Please reproduce the lines of the material below, beginning with the line that contains "561, row 165." and continuing through the line that contains "column 282, row 224", both included.

— start Supplied material —

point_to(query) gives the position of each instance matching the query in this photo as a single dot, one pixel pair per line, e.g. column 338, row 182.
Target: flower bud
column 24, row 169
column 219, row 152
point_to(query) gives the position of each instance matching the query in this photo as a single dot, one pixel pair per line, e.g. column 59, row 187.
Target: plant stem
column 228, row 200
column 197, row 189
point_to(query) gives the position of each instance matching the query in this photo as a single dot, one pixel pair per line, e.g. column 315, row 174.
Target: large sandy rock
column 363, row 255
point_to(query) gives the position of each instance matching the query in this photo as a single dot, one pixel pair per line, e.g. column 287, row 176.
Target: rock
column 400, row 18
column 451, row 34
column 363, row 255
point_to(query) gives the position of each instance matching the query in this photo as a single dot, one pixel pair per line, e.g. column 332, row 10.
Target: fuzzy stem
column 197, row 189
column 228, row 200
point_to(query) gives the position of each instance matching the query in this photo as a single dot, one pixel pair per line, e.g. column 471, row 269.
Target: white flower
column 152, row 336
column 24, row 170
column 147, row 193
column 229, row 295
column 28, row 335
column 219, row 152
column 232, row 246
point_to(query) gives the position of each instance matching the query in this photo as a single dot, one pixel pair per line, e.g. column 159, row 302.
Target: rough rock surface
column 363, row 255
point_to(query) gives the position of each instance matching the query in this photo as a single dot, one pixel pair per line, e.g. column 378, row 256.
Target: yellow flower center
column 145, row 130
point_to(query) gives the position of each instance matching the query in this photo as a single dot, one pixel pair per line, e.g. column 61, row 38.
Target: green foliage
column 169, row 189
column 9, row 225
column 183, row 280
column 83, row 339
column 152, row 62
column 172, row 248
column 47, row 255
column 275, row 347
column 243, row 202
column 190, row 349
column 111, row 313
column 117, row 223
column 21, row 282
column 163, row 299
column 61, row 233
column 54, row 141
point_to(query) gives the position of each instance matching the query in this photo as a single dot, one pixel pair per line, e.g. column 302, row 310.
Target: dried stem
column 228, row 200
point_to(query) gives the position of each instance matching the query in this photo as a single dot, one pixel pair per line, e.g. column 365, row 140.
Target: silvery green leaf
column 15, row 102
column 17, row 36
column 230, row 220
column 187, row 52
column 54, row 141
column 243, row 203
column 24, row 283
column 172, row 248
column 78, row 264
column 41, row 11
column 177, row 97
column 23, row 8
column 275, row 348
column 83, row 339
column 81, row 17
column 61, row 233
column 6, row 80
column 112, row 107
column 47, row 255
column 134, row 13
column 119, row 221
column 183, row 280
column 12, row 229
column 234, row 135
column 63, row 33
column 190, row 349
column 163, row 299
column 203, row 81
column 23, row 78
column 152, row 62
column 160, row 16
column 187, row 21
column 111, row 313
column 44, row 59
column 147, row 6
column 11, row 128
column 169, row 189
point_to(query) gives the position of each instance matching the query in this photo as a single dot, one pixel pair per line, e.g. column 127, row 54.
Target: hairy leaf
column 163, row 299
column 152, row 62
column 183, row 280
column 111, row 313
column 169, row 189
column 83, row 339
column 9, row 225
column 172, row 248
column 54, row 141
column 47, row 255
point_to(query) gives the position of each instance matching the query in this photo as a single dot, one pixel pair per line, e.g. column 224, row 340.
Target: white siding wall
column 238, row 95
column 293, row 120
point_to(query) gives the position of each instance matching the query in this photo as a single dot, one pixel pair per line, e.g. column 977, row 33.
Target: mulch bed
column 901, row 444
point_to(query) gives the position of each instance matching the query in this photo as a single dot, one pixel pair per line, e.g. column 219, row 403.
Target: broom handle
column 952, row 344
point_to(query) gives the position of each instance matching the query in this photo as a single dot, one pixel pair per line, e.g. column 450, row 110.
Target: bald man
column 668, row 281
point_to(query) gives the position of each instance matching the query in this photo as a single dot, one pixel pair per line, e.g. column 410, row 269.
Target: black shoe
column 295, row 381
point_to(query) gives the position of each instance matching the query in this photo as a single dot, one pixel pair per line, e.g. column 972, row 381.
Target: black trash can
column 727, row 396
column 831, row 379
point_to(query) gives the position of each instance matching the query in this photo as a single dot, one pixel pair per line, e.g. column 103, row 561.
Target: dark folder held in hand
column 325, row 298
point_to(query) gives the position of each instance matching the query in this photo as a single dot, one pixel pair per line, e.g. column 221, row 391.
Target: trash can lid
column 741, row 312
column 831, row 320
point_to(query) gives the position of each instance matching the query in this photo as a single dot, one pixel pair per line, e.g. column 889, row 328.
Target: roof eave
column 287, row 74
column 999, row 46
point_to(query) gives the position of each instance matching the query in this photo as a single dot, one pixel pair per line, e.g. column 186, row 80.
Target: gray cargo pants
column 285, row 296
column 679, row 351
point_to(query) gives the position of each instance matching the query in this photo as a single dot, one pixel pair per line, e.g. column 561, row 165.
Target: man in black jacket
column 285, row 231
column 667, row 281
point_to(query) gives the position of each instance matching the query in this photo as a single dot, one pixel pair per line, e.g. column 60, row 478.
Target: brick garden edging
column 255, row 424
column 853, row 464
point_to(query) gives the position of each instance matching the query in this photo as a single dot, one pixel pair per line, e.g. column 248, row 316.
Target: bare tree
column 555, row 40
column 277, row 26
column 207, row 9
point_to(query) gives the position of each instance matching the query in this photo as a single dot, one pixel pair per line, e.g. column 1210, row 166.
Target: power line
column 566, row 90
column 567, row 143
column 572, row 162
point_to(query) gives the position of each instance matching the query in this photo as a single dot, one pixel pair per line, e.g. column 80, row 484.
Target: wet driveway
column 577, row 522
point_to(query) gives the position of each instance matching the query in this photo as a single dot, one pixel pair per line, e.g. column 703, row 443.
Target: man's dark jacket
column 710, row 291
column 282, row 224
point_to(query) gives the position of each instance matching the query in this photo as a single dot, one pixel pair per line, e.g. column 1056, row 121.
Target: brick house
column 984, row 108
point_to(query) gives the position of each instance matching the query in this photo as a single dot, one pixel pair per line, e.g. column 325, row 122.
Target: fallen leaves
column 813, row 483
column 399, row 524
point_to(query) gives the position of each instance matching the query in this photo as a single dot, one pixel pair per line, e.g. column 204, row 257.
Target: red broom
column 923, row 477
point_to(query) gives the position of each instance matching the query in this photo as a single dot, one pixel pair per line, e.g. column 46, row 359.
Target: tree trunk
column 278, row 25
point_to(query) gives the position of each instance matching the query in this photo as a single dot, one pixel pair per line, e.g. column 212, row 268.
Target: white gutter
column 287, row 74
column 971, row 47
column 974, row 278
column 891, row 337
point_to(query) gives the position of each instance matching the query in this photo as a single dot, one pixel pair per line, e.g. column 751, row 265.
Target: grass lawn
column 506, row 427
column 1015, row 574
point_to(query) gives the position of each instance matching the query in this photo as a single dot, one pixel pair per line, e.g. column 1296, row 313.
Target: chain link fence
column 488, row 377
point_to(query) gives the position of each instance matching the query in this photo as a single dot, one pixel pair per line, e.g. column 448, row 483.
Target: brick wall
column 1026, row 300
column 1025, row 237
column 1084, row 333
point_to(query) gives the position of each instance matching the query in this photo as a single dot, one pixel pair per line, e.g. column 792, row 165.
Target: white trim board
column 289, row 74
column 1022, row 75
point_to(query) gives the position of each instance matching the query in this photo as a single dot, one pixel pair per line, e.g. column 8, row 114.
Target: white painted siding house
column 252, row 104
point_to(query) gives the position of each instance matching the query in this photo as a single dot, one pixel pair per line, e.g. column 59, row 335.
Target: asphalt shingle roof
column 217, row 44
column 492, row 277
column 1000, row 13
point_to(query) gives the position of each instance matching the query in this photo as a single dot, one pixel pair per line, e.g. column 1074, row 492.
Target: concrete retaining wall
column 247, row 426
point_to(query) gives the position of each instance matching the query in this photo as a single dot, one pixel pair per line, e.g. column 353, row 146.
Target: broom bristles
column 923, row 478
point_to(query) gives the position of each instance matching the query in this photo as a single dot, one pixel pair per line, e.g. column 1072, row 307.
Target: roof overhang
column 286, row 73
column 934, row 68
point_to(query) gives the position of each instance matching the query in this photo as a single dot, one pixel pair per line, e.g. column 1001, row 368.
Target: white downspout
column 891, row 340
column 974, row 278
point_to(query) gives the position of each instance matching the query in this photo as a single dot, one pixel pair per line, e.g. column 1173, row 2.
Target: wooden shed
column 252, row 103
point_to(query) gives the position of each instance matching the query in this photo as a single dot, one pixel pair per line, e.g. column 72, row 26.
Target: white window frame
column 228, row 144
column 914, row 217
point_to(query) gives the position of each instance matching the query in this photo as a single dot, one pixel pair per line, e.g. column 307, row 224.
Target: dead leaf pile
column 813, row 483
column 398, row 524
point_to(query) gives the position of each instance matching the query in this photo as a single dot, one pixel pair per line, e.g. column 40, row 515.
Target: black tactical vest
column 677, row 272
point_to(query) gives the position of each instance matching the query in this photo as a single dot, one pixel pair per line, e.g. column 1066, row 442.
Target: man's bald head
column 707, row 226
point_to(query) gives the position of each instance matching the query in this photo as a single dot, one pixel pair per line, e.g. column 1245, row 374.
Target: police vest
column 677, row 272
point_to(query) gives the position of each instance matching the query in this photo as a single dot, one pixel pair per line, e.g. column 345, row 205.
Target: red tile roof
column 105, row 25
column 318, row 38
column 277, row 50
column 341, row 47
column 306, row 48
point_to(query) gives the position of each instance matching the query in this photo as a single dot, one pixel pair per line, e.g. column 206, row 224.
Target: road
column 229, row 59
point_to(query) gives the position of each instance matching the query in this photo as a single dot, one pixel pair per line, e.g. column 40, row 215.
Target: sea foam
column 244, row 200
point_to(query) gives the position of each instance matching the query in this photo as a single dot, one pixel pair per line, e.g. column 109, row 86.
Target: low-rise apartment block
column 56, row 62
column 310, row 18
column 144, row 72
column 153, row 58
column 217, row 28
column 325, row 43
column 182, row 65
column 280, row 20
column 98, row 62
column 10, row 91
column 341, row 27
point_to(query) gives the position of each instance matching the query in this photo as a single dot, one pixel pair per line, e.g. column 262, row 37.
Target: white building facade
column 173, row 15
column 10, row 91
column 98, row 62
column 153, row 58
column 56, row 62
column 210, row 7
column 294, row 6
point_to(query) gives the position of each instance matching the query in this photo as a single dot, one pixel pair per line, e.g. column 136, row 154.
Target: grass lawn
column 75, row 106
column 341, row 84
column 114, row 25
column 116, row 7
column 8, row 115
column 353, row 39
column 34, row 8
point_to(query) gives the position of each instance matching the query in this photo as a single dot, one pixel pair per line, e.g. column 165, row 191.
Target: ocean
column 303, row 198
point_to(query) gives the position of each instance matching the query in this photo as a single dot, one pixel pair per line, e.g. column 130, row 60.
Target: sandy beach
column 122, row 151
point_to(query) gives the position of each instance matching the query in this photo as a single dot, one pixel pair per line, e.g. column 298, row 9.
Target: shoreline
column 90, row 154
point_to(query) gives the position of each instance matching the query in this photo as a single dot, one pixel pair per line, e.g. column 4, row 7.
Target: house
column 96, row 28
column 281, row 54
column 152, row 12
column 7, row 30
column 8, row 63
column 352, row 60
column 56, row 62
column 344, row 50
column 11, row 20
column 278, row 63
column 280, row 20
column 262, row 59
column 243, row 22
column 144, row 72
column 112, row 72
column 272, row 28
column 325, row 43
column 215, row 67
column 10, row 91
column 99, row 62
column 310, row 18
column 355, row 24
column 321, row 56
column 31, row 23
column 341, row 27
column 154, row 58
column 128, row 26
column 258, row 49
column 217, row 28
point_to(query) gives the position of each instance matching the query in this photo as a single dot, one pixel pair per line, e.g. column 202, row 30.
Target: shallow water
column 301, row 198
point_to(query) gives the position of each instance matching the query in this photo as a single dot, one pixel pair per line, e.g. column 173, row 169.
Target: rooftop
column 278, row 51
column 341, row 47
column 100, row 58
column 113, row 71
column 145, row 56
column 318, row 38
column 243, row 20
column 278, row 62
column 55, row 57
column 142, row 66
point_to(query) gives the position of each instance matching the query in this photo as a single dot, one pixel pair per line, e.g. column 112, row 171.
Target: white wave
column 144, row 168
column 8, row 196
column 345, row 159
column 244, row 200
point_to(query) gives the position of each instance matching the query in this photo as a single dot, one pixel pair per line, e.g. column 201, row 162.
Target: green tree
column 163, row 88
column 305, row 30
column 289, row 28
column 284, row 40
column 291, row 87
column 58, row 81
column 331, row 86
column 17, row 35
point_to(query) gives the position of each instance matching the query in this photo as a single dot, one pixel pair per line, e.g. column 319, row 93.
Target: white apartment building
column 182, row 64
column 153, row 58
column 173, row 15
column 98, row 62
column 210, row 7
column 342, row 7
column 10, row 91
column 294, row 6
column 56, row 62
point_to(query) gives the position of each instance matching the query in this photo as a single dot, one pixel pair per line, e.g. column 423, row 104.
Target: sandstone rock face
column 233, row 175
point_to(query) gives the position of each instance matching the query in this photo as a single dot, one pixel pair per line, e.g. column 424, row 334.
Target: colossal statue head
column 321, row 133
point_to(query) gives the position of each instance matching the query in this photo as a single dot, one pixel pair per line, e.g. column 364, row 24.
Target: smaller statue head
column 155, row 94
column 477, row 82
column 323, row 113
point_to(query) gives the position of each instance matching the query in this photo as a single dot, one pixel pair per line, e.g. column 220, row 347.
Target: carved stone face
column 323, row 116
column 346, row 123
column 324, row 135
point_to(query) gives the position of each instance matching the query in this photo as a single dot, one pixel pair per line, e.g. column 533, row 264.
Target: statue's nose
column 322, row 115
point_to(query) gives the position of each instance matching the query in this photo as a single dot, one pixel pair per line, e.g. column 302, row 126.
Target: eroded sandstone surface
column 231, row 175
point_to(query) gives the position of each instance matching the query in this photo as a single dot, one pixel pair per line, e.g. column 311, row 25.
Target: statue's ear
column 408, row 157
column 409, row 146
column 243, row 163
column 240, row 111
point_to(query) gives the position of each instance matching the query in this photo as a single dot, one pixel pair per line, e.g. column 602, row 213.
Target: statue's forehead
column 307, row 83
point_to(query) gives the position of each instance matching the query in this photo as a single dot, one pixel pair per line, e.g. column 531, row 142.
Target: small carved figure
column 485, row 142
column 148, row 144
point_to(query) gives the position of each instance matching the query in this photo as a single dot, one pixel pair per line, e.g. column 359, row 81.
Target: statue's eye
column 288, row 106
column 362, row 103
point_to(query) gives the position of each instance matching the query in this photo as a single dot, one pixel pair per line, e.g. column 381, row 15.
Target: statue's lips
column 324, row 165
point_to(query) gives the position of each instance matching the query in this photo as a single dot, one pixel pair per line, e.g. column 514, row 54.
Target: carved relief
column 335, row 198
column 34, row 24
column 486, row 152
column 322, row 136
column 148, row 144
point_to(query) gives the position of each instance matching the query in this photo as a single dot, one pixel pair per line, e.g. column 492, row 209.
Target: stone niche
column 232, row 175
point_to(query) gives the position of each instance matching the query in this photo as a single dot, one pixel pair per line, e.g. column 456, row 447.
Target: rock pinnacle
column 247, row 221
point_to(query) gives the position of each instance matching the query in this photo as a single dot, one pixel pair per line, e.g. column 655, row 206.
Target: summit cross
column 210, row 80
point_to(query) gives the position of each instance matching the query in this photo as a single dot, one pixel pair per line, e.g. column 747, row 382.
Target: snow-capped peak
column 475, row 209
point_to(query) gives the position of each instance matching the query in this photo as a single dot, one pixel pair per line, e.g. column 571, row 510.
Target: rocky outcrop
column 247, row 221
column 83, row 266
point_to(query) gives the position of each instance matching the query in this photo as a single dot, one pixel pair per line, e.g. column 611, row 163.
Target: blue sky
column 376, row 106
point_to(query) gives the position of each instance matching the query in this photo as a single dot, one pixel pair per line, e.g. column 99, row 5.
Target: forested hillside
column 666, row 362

— end Supplied material —

The reply -
point_to(query) gives the position of each instance matching the query in this photo as a single dot, one pixel pair per line, e.g. column 561, row 165.
Target: man in black jacket
column 285, row 231
column 667, row 281
point_to(query) gives the position of each instance matching the query in this photo as a single dot, one pixel pair per line, e.g. column 60, row 478.
Target: brick garden edging
column 255, row 424
column 853, row 464
point_to(query) gives the position of each instance matching the query in this photo as a single dot, one pixel pair per line, e.g. column 248, row 316.
Target: bare tree
column 555, row 40
column 277, row 26
column 207, row 9
point_to(query) gives the position of each instance matching the query in this photo as a single dot, one pixel pair per line, e.g. column 1210, row 166.
Target: power line
column 566, row 90
column 567, row 143
column 572, row 162
point_to(query) gives the position of each instance matching the query in this photo as a single dot, one pixel pair per line, e.g. column 80, row 484.
Target: wet driveway
column 577, row 522
point_to(query) gives the position of each instance matching the query in this photo as a single dot, one pixel pair per line, e.g. column 703, row 443.
Target: man's dark jacket
column 710, row 291
column 282, row 224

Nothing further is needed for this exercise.